= GIVEN INFORMATION =
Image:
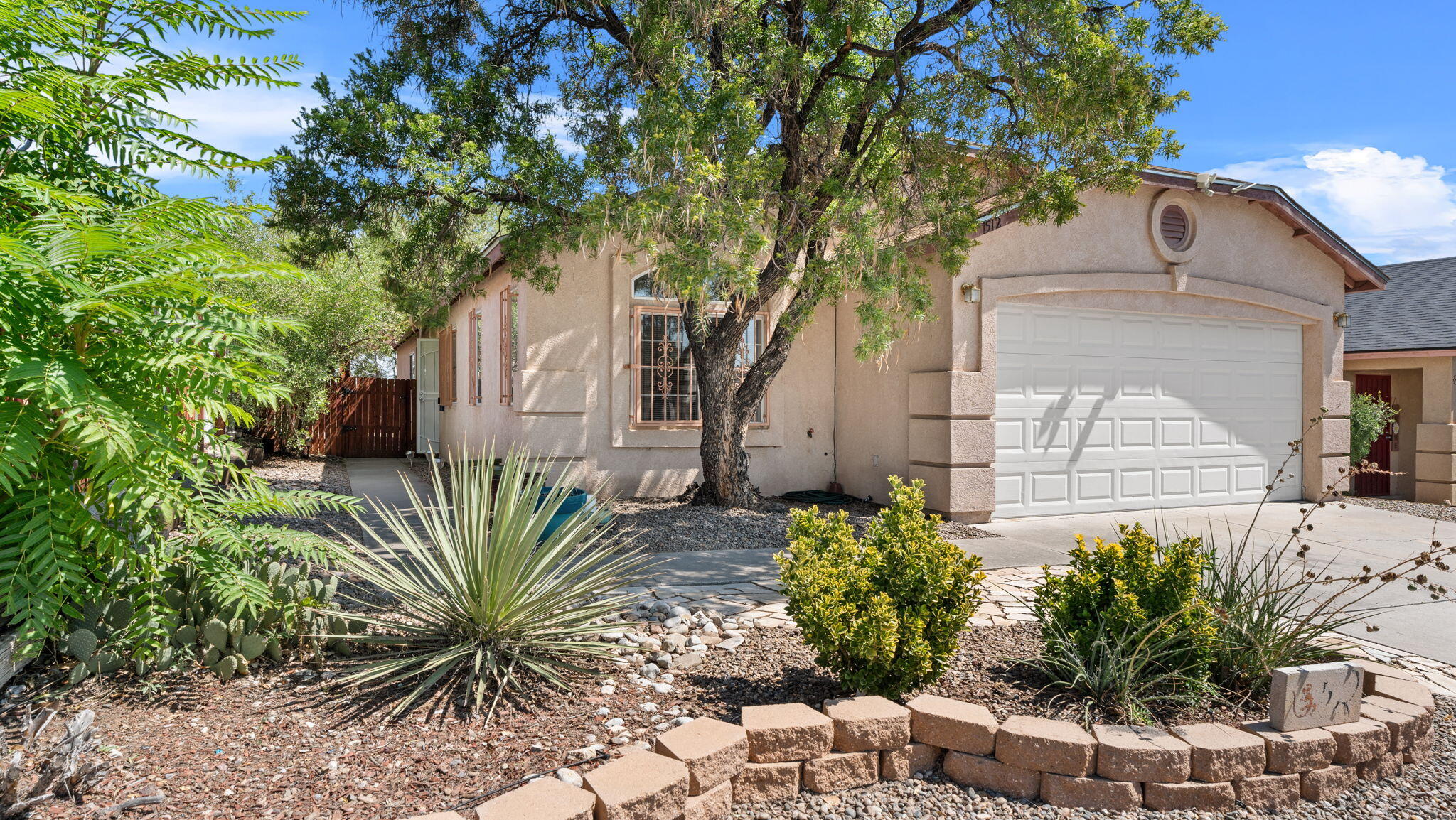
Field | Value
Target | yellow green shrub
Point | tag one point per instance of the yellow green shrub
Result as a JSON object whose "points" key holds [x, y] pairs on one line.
{"points": [[1135, 588], [882, 612]]}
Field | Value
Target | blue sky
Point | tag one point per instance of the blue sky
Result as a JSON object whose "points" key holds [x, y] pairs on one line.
{"points": [[1349, 107]]}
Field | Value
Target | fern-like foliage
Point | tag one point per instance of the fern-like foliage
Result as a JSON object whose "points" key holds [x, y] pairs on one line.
{"points": [[122, 359]]}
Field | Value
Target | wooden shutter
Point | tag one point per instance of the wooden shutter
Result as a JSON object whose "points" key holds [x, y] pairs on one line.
{"points": [[447, 369]]}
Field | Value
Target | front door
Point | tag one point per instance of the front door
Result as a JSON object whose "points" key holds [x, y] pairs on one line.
{"points": [[1376, 385], [427, 392]]}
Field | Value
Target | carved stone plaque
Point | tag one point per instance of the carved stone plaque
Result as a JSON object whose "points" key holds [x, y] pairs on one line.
{"points": [[1315, 695]]}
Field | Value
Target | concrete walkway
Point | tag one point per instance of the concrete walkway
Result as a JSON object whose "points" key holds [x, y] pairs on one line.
{"points": [[383, 482]]}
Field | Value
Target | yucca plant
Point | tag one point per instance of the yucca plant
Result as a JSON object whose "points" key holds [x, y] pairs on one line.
{"points": [[488, 598]]}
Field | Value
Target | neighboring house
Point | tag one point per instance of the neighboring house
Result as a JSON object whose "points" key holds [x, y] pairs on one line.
{"points": [[1401, 345], [1162, 348]]}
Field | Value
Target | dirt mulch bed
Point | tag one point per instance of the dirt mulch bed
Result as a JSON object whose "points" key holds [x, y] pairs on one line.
{"points": [[293, 746], [665, 524]]}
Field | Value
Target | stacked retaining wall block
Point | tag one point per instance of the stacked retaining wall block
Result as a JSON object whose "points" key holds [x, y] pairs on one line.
{"points": [[701, 770]]}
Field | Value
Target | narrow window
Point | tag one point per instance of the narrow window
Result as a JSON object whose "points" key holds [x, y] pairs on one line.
{"points": [[478, 338]]}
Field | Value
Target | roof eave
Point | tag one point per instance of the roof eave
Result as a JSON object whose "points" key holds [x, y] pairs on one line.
{"points": [[1360, 274]]}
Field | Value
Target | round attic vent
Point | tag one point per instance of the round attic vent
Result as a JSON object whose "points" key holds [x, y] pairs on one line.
{"points": [[1175, 227]]}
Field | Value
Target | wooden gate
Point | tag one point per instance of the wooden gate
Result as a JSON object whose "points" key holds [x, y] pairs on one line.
{"points": [[368, 419]]}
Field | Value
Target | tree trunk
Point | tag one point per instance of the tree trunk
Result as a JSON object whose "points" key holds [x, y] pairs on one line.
{"points": [[725, 460]]}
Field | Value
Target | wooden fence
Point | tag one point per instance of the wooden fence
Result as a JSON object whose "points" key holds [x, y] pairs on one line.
{"points": [[368, 419]]}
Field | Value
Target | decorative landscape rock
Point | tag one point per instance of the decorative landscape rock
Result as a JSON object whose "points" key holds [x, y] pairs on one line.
{"points": [[1060, 748], [1097, 794], [640, 787], [1293, 752], [1315, 695], [1360, 742], [1142, 755], [1268, 793], [868, 723], [953, 724], [1222, 752], [786, 731], [978, 771], [1406, 691], [712, 750], [543, 799], [1189, 796], [840, 771]]}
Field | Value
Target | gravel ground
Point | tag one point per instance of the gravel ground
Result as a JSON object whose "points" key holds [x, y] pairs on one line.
{"points": [[1408, 507], [668, 524], [1423, 793], [665, 524]]}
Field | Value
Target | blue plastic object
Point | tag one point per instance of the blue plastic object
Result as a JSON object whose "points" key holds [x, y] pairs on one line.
{"points": [[575, 500]]}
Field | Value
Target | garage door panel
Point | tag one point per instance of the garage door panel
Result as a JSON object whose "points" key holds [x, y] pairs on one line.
{"points": [[1139, 433], [1145, 335], [1103, 411]]}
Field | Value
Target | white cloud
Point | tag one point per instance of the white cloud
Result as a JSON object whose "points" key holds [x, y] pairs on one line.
{"points": [[1388, 206], [251, 122]]}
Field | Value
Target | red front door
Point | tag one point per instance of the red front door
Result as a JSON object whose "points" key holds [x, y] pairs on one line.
{"points": [[1375, 385]]}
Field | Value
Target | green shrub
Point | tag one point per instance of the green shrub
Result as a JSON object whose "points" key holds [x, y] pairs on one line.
{"points": [[483, 599], [1123, 674], [883, 612], [1133, 586], [1369, 417]]}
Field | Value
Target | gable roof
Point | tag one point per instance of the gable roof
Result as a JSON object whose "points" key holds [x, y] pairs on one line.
{"points": [[1360, 274], [1413, 313]]}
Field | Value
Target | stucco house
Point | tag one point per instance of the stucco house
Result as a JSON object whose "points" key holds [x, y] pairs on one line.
{"points": [[1401, 347], [1162, 348]]}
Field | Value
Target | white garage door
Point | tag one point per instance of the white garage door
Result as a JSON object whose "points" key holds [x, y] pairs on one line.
{"points": [[1101, 410]]}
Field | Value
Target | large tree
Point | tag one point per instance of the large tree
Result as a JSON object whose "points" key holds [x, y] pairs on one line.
{"points": [[761, 153]]}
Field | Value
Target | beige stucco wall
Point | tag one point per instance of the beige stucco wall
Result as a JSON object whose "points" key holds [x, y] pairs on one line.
{"points": [[1246, 262], [572, 395], [1423, 388], [926, 410]]}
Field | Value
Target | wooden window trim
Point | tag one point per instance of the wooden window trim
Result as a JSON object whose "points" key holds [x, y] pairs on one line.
{"points": [[510, 344], [472, 340], [447, 366], [638, 367]]}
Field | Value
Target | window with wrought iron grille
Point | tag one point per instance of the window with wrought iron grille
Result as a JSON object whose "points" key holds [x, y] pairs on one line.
{"points": [[664, 381], [475, 340]]}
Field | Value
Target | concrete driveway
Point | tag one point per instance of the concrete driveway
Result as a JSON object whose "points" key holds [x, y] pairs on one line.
{"points": [[1346, 539]]}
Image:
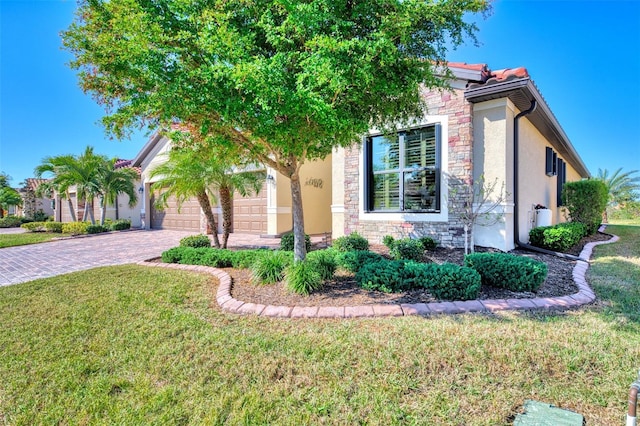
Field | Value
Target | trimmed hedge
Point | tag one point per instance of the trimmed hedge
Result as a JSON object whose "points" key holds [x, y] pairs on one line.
{"points": [[287, 242], [10, 222], [560, 237], [352, 261], [207, 256], [34, 226], [447, 281], [504, 270], [75, 228], [351, 242], [195, 241]]}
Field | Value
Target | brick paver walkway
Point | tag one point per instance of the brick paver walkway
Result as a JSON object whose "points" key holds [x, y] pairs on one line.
{"points": [[29, 262]]}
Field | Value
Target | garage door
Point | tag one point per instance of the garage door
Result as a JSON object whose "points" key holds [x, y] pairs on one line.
{"points": [[187, 219], [250, 213]]}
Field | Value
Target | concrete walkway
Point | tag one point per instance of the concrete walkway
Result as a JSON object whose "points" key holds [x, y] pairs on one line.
{"points": [[25, 263]]}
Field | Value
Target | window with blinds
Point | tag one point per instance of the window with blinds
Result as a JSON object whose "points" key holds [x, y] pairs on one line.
{"points": [[403, 171]]}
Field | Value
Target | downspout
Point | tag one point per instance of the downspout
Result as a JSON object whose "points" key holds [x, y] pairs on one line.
{"points": [[516, 225]]}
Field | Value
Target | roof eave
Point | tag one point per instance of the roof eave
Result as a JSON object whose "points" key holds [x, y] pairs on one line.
{"points": [[521, 91]]}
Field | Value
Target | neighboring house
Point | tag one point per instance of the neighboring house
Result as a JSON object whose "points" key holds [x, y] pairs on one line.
{"points": [[30, 202], [494, 124], [266, 213], [119, 211]]}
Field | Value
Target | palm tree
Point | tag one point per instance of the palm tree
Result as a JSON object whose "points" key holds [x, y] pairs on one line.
{"points": [[113, 182], [69, 170], [622, 187], [201, 173], [60, 182]]}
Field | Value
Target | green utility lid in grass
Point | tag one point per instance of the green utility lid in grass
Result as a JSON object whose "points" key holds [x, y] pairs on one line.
{"points": [[543, 414]]}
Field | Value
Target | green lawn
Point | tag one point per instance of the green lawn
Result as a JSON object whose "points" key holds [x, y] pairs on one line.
{"points": [[136, 345], [10, 240]]}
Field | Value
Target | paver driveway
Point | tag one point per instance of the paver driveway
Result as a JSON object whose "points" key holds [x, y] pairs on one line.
{"points": [[26, 263]]}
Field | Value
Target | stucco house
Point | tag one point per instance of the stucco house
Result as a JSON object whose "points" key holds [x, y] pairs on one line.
{"points": [[493, 124]]}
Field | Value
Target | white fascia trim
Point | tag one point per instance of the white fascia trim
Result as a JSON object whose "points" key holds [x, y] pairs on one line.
{"points": [[443, 216]]}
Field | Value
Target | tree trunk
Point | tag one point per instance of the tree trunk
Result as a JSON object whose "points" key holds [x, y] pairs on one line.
{"points": [[205, 205], [226, 201], [71, 208], [299, 246]]}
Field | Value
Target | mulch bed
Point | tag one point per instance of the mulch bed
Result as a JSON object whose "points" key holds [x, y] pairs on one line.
{"points": [[343, 290]]}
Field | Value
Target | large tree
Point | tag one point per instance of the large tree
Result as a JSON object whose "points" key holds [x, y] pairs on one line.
{"points": [[205, 174], [285, 81]]}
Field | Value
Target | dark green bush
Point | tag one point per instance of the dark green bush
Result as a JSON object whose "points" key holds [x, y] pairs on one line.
{"points": [[324, 261], [428, 243], [560, 237], [507, 271], [120, 225], [351, 242], [287, 242], [269, 268], [96, 229], [352, 261], [388, 241], [302, 277], [586, 201], [447, 281], [75, 228], [33, 226], [173, 255], [407, 249], [55, 227], [195, 241], [10, 222]]}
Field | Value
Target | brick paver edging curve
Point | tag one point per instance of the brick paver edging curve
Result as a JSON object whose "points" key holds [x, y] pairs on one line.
{"points": [[584, 295]]}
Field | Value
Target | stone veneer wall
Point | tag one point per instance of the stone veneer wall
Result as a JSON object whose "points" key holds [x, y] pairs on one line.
{"points": [[459, 144]]}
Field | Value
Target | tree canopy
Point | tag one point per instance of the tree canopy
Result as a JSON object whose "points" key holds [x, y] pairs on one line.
{"points": [[284, 81]]}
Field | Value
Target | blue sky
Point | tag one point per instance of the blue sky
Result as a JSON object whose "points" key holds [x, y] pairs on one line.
{"points": [[584, 56]]}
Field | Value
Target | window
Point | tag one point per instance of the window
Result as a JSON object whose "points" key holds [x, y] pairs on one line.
{"points": [[562, 179], [402, 171]]}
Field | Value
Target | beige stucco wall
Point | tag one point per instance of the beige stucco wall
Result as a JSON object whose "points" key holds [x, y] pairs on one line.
{"points": [[316, 181]]}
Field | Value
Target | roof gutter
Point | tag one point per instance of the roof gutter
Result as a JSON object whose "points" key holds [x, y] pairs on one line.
{"points": [[516, 216]]}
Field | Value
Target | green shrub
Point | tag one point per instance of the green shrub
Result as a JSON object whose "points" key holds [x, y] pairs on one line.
{"points": [[388, 241], [96, 229], [173, 255], [287, 242], [586, 201], [10, 222], [428, 243], [352, 261], [302, 277], [407, 249], [351, 242], [385, 276], [195, 241], [269, 268], [34, 226], [75, 228], [324, 261], [507, 271], [120, 225], [451, 282], [560, 237], [55, 227]]}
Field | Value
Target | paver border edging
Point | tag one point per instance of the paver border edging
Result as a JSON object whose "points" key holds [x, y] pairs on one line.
{"points": [[228, 303]]}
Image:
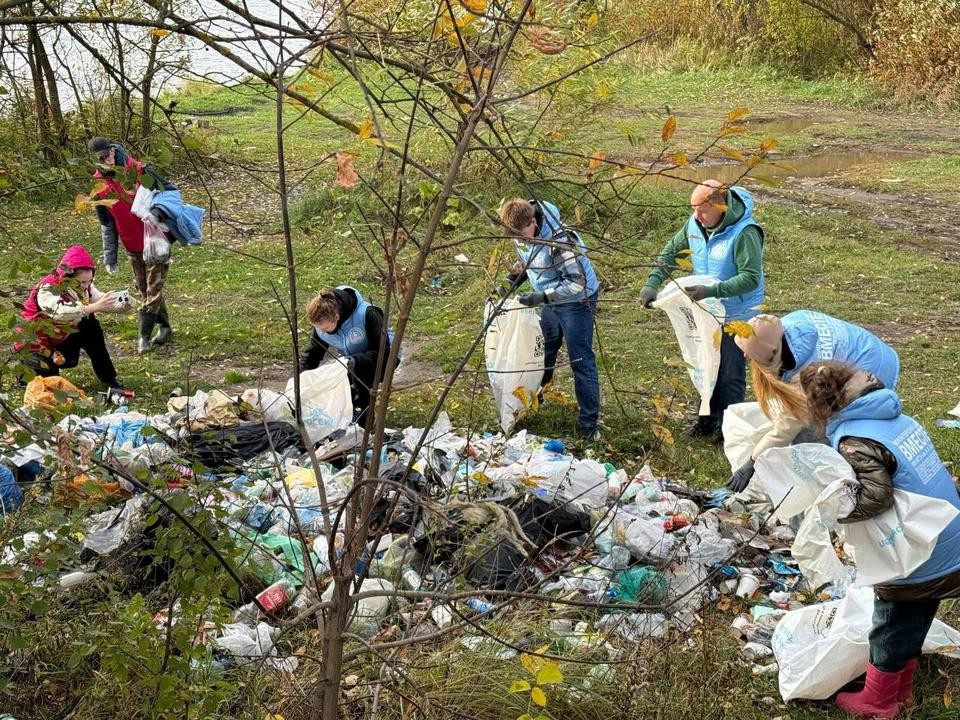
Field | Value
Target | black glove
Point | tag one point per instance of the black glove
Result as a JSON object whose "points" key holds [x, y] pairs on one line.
{"points": [[741, 478], [648, 295], [533, 299]]}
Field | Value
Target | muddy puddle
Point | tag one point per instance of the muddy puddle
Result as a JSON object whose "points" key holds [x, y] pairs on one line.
{"points": [[775, 172]]}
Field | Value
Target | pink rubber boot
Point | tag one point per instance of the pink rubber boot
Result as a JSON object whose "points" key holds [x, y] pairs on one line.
{"points": [[878, 699]]}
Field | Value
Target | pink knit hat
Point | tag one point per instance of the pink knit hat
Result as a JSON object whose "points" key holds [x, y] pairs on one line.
{"points": [[763, 347]]}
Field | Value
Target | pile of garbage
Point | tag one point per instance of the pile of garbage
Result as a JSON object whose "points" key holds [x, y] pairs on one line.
{"points": [[461, 524]]}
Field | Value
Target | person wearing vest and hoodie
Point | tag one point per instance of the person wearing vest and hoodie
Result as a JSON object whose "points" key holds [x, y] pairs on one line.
{"points": [[888, 451], [60, 314], [119, 176], [780, 348], [343, 321], [724, 242], [553, 259]]}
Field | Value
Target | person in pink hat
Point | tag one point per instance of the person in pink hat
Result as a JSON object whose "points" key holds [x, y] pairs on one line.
{"points": [[60, 320], [780, 348]]}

= WHAT YOU ARE ASKED TO DO =
Pick out each line in the data above that contains the word "narrow" and copy those lines.

= WORKED ANSWER =
Target | narrow window
Point | tag one point per instance of the narrow window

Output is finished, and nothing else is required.